Task details — Filter the listing down to the lines containing the word "coordinates".

Data shown —
——
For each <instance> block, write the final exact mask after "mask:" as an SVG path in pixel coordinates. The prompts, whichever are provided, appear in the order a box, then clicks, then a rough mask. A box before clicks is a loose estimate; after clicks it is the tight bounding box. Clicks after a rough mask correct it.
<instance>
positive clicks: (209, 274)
——
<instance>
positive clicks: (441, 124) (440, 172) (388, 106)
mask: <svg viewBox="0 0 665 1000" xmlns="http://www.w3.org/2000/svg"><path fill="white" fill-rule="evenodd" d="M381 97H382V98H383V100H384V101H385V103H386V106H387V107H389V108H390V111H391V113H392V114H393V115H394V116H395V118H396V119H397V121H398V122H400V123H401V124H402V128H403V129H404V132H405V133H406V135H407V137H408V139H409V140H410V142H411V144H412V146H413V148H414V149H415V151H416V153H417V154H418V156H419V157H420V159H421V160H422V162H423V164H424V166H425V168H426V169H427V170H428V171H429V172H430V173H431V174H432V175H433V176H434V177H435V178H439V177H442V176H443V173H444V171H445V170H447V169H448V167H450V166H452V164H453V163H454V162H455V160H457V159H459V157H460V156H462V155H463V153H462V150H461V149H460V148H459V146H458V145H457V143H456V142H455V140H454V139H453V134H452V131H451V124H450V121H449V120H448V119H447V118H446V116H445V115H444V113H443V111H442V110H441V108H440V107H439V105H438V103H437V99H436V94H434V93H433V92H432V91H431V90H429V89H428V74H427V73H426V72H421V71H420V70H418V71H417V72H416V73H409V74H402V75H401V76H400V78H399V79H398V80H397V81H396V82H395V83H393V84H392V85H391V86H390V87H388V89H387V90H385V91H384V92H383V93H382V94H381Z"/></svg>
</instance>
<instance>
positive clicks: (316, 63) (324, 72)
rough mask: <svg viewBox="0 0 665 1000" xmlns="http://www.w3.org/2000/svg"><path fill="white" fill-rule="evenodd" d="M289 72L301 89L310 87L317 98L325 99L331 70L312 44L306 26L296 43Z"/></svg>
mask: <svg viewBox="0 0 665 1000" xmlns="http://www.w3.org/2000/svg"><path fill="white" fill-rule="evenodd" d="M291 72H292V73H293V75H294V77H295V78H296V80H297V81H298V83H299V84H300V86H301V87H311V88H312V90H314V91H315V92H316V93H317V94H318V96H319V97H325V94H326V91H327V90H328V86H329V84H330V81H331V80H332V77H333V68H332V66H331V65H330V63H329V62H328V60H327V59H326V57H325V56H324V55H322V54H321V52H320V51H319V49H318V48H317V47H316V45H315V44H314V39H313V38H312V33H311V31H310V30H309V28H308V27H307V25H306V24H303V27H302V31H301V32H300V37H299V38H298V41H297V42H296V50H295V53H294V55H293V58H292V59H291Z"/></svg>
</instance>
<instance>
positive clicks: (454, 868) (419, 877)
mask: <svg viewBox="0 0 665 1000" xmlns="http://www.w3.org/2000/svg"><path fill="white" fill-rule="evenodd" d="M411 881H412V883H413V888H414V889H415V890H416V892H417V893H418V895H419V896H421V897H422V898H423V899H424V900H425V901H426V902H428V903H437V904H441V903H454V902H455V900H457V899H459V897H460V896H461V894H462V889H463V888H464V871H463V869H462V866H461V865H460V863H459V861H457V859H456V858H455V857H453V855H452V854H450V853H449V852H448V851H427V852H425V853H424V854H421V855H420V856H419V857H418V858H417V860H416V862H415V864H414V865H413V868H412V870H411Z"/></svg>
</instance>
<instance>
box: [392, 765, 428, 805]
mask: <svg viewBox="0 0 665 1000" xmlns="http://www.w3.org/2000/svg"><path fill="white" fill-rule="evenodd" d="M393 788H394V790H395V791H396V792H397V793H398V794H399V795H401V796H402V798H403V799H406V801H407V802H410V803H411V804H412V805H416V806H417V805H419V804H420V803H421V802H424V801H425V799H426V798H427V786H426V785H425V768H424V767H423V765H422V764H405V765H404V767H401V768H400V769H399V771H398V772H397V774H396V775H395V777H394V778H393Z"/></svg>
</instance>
——
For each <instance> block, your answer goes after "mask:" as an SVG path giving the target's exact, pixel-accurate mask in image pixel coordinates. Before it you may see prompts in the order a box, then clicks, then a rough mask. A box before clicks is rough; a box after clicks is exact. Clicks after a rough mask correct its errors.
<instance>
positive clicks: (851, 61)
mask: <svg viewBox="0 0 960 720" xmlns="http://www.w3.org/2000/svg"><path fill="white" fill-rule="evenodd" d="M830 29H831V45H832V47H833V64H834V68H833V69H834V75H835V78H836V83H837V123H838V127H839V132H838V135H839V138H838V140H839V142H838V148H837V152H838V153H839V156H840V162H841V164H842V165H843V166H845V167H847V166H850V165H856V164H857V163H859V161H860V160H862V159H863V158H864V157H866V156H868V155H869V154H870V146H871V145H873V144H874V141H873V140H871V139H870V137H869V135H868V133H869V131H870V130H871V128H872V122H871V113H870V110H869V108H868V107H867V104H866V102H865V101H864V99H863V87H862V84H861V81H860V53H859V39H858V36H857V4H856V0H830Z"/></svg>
——
Exercise result —
For each <instance> block, write the final exact mask after "mask:" as an SVG path in pixel coordinates. The prompts, whichever are provided, appear in the order a box, then clicks, then a rough mask. A box before clicks is a loose estimate; after clicks it is the tight bounding box. Clicks after a rough mask correct it.
For each <instance> block, your answer goes after "mask:" as an SVG path giving the target's exact, pixel-accurate mask in image pixel coordinates. Before it you may see prompts in the order a box, then clicks, then a rough mask. A box before clicks is rough; a box after clicks is exact. Clicks after a rough mask correct its errors.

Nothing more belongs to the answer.